▶ **What you should do**
Find the line in the entries below that contains "Annotate each instance of the long". Repeat it exactly, and every line after it through the line that contains "Annotate each instance of the drawer".

####################

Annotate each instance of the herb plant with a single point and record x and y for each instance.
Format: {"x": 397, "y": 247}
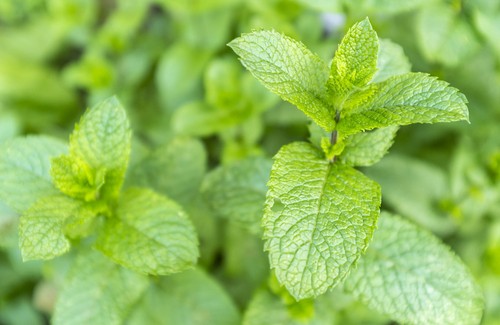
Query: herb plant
{"x": 167, "y": 209}
{"x": 320, "y": 213}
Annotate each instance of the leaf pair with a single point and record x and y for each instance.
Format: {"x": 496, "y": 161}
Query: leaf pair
{"x": 320, "y": 213}
{"x": 136, "y": 228}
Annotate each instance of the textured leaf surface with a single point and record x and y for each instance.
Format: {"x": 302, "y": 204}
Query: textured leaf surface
{"x": 289, "y": 69}
{"x": 175, "y": 169}
{"x": 405, "y": 99}
{"x": 191, "y": 297}
{"x": 367, "y": 148}
{"x": 75, "y": 178}
{"x": 391, "y": 61}
{"x": 97, "y": 291}
{"x": 238, "y": 191}
{"x": 319, "y": 218}
{"x": 102, "y": 139}
{"x": 41, "y": 227}
{"x": 355, "y": 60}
{"x": 414, "y": 188}
{"x": 150, "y": 234}
{"x": 24, "y": 170}
{"x": 408, "y": 274}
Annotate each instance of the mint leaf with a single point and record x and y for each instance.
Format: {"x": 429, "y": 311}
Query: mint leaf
{"x": 191, "y": 297}
{"x": 415, "y": 188}
{"x": 41, "y": 227}
{"x": 199, "y": 119}
{"x": 408, "y": 274}
{"x": 175, "y": 169}
{"x": 102, "y": 139}
{"x": 367, "y": 148}
{"x": 267, "y": 308}
{"x": 24, "y": 170}
{"x": 149, "y": 234}
{"x": 238, "y": 191}
{"x": 355, "y": 61}
{"x": 391, "y": 61}
{"x": 75, "y": 178}
{"x": 97, "y": 291}
{"x": 405, "y": 99}
{"x": 289, "y": 69}
{"x": 445, "y": 35}
{"x": 318, "y": 219}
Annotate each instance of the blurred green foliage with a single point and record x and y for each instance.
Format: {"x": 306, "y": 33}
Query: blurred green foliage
{"x": 168, "y": 63}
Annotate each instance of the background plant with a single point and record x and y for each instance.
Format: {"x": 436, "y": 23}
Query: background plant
{"x": 167, "y": 62}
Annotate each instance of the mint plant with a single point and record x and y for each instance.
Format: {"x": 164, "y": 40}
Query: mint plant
{"x": 320, "y": 212}
{"x": 69, "y": 195}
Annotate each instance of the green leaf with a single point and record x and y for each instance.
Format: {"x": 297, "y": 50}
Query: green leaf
{"x": 406, "y": 99}
{"x": 178, "y": 76}
{"x": 408, "y": 274}
{"x": 415, "y": 189}
{"x": 355, "y": 61}
{"x": 41, "y": 227}
{"x": 191, "y": 297}
{"x": 176, "y": 169}
{"x": 266, "y": 308}
{"x": 199, "y": 119}
{"x": 75, "y": 178}
{"x": 102, "y": 140}
{"x": 238, "y": 191}
{"x": 289, "y": 69}
{"x": 149, "y": 234}
{"x": 367, "y": 148}
{"x": 97, "y": 291}
{"x": 318, "y": 219}
{"x": 391, "y": 61}
{"x": 24, "y": 170}
{"x": 444, "y": 35}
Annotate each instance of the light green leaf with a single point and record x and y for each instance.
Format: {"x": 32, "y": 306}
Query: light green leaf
{"x": 176, "y": 170}
{"x": 246, "y": 265}
{"x": 391, "y": 61}
{"x": 444, "y": 35}
{"x": 355, "y": 61}
{"x": 24, "y": 170}
{"x": 41, "y": 227}
{"x": 289, "y": 69}
{"x": 178, "y": 76}
{"x": 75, "y": 178}
{"x": 102, "y": 140}
{"x": 97, "y": 291}
{"x": 415, "y": 189}
{"x": 367, "y": 148}
{"x": 199, "y": 119}
{"x": 238, "y": 191}
{"x": 149, "y": 234}
{"x": 385, "y": 7}
{"x": 318, "y": 219}
{"x": 406, "y": 99}
{"x": 191, "y": 297}
{"x": 408, "y": 274}
{"x": 266, "y": 308}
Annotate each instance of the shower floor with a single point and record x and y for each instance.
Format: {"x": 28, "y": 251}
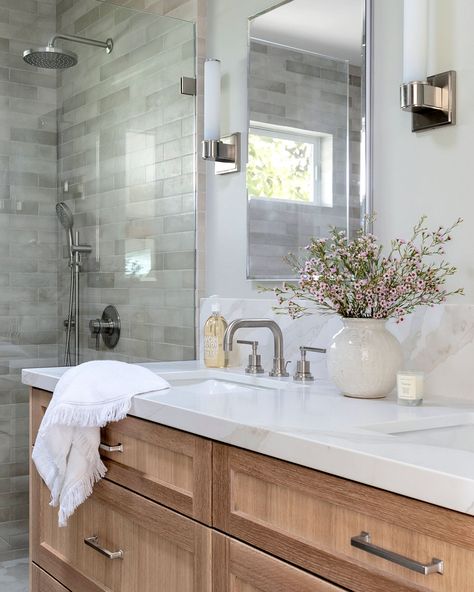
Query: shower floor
{"x": 14, "y": 575}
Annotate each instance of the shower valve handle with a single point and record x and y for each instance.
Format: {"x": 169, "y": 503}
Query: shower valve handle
{"x": 108, "y": 327}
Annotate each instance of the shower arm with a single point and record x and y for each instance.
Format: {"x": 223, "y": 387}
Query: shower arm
{"x": 107, "y": 45}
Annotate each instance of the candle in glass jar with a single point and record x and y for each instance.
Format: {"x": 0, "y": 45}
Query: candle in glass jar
{"x": 410, "y": 387}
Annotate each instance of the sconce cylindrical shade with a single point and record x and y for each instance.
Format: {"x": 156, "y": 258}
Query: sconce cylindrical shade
{"x": 415, "y": 40}
{"x": 212, "y": 99}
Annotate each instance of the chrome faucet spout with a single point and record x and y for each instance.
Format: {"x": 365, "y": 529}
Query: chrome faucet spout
{"x": 279, "y": 365}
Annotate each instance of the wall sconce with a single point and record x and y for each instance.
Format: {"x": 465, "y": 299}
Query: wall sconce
{"x": 430, "y": 99}
{"x": 224, "y": 151}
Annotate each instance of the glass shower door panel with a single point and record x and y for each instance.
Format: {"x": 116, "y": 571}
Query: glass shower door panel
{"x": 127, "y": 160}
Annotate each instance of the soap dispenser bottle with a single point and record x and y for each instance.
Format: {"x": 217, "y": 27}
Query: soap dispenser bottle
{"x": 214, "y": 329}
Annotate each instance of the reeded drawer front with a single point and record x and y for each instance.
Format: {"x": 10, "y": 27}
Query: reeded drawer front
{"x": 171, "y": 467}
{"x": 119, "y": 541}
{"x": 309, "y": 518}
{"x": 240, "y": 568}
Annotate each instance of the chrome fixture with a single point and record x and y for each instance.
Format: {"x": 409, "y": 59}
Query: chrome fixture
{"x": 364, "y": 543}
{"x": 188, "y": 86}
{"x": 57, "y": 58}
{"x": 224, "y": 151}
{"x": 255, "y": 359}
{"x": 303, "y": 369}
{"x": 66, "y": 218}
{"x": 93, "y": 542}
{"x": 111, "y": 448}
{"x": 430, "y": 99}
{"x": 108, "y": 326}
{"x": 431, "y": 102}
{"x": 279, "y": 365}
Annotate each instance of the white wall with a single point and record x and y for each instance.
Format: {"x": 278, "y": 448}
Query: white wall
{"x": 428, "y": 173}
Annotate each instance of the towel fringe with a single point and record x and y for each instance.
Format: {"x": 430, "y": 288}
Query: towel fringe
{"x": 74, "y": 415}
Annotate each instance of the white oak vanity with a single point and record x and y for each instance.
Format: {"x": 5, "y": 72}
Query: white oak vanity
{"x": 178, "y": 512}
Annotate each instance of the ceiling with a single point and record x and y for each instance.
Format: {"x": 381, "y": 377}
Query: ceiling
{"x": 329, "y": 27}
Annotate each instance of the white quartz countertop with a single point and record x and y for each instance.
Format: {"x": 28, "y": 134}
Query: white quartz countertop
{"x": 425, "y": 452}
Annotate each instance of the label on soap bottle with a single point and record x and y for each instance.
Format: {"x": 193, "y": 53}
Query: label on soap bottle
{"x": 407, "y": 387}
{"x": 211, "y": 345}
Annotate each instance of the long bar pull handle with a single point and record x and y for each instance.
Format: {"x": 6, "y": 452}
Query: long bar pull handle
{"x": 362, "y": 541}
{"x": 93, "y": 542}
{"x": 107, "y": 448}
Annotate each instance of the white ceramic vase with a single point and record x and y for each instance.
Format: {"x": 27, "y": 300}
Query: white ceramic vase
{"x": 364, "y": 358}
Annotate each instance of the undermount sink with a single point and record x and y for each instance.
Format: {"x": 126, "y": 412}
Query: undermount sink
{"x": 209, "y": 381}
{"x": 455, "y": 431}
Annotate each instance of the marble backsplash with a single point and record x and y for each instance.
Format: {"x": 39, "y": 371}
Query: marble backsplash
{"x": 438, "y": 341}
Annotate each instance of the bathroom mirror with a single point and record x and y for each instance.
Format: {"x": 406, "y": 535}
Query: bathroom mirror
{"x": 309, "y": 127}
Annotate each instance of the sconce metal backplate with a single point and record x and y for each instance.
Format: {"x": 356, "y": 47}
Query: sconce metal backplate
{"x": 432, "y": 103}
{"x": 225, "y": 153}
{"x": 223, "y": 168}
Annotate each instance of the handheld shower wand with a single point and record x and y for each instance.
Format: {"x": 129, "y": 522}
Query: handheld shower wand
{"x": 75, "y": 249}
{"x": 66, "y": 218}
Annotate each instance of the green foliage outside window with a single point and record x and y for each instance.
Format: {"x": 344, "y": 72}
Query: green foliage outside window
{"x": 280, "y": 169}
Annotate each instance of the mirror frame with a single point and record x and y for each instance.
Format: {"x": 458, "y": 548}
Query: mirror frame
{"x": 366, "y": 116}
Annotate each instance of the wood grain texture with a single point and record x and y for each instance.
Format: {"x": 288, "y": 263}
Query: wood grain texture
{"x": 240, "y": 568}
{"x": 308, "y": 518}
{"x": 169, "y": 466}
{"x": 40, "y": 581}
{"x": 162, "y": 549}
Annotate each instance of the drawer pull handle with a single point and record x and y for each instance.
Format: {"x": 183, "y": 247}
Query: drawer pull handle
{"x": 362, "y": 541}
{"x": 93, "y": 542}
{"x": 107, "y": 448}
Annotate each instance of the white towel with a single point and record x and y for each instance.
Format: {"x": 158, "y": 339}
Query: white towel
{"x": 86, "y": 398}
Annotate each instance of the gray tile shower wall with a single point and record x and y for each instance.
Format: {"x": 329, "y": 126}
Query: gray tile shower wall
{"x": 310, "y": 92}
{"x": 28, "y": 247}
{"x": 127, "y": 151}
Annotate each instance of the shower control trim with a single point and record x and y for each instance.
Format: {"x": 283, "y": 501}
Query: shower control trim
{"x": 108, "y": 326}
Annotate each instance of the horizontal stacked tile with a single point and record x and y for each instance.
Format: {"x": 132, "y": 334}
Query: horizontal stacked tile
{"x": 127, "y": 151}
{"x": 306, "y": 91}
{"x": 28, "y": 247}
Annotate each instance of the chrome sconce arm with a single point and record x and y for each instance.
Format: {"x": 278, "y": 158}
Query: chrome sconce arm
{"x": 224, "y": 151}
{"x": 431, "y": 102}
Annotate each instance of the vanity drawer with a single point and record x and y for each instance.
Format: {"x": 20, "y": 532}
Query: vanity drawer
{"x": 309, "y": 518}
{"x": 161, "y": 550}
{"x": 240, "y": 568}
{"x": 43, "y": 582}
{"x": 169, "y": 466}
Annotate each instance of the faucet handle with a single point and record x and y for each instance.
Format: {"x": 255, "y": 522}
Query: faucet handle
{"x": 303, "y": 369}
{"x": 254, "y": 365}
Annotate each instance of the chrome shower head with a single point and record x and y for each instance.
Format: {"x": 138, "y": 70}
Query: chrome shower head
{"x": 58, "y": 59}
{"x": 66, "y": 218}
{"x": 51, "y": 57}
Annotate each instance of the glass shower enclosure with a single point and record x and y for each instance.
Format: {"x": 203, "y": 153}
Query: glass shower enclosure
{"x": 112, "y": 138}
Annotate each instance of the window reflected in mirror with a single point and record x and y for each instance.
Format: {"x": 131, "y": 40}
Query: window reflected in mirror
{"x": 306, "y": 169}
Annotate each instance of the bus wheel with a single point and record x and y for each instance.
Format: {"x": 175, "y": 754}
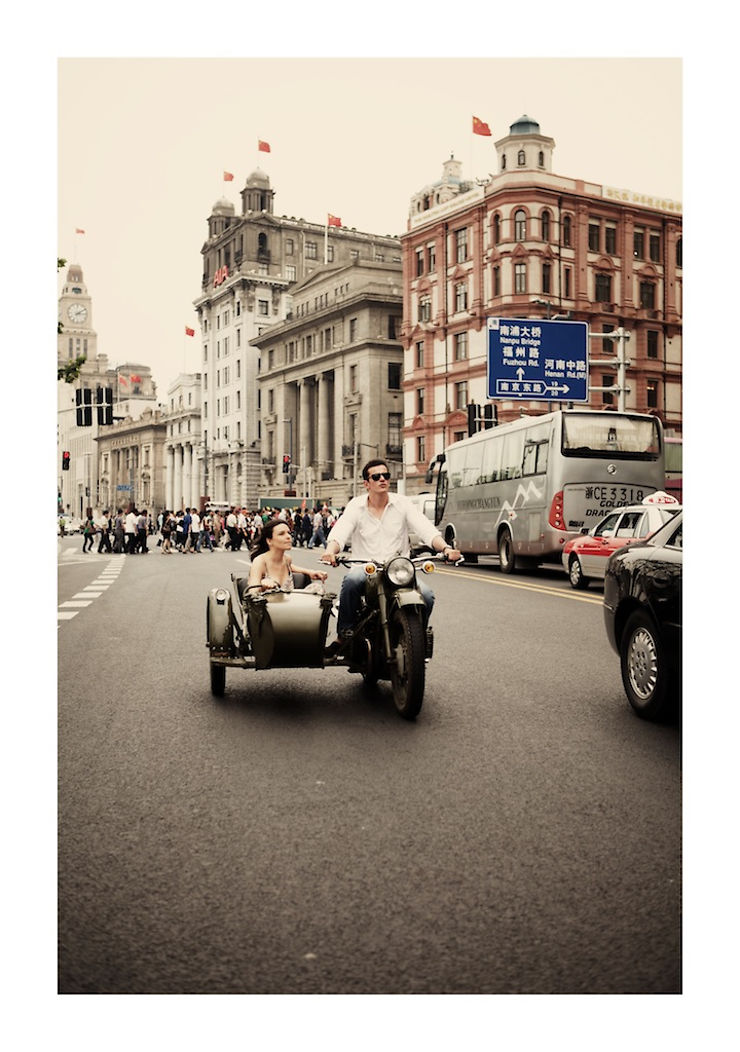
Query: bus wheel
{"x": 506, "y": 557}
{"x": 575, "y": 573}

####################

▶ **Answer to this exercise**
Annotate each instance of the long bar pull handle with a single point and record x and y for each instance.
Format: {"x": 6, "y": 452}
Query: long bar pull handle
{"x": 362, "y": 541}
{"x": 93, "y": 542}
{"x": 107, "y": 448}
Annotate each instance of the white ceramic vase with a single point and record x and y for each instance.
Format: {"x": 27, "y": 300}
Query: white ceramic vase
{"x": 364, "y": 358}
Annotate each instance of the undermount sink with a single point and record x and y for each instance.
Format: {"x": 126, "y": 412}
Query: undermount sink
{"x": 209, "y": 381}
{"x": 455, "y": 431}
Annotate each instance of the marble backsplash with a single point and record x and y for each instance.
Format: {"x": 39, "y": 371}
Query: marble backsplash
{"x": 438, "y": 341}
Annotate each instance of the bathroom mirror with a single point and record x and y for each instance.
Format: {"x": 406, "y": 535}
Query: bathroom mirror
{"x": 309, "y": 127}
Annotate each instance of the sconce metal backplate with a single point and record x and y for each instance.
Format: {"x": 356, "y": 47}
Query: sconce metal backplate
{"x": 432, "y": 103}
{"x": 225, "y": 153}
{"x": 223, "y": 168}
Annotate each instance of the handheld shower wand with a single point and record x and y for each instance.
Format: {"x": 129, "y": 522}
Query: handheld shower wand
{"x": 75, "y": 249}
{"x": 66, "y": 218}
Annotate each instance of the green foliage outside window with a single point and record x and y for each instance.
Format: {"x": 344, "y": 72}
Query: green foliage outside window
{"x": 280, "y": 169}
Annotate each instance of the mirror frame with a single point and record x and y for each instance.
Format: {"x": 458, "y": 548}
Query: mirror frame
{"x": 366, "y": 116}
Annotate each instance of the wood grain texture with a single point and record x and y for each instance.
Format: {"x": 288, "y": 263}
Query: wood grain texture
{"x": 240, "y": 568}
{"x": 308, "y": 518}
{"x": 169, "y": 466}
{"x": 40, "y": 581}
{"x": 162, "y": 549}
Annotate each instance of the drawer pull handle with a single point and record x and y for each instance.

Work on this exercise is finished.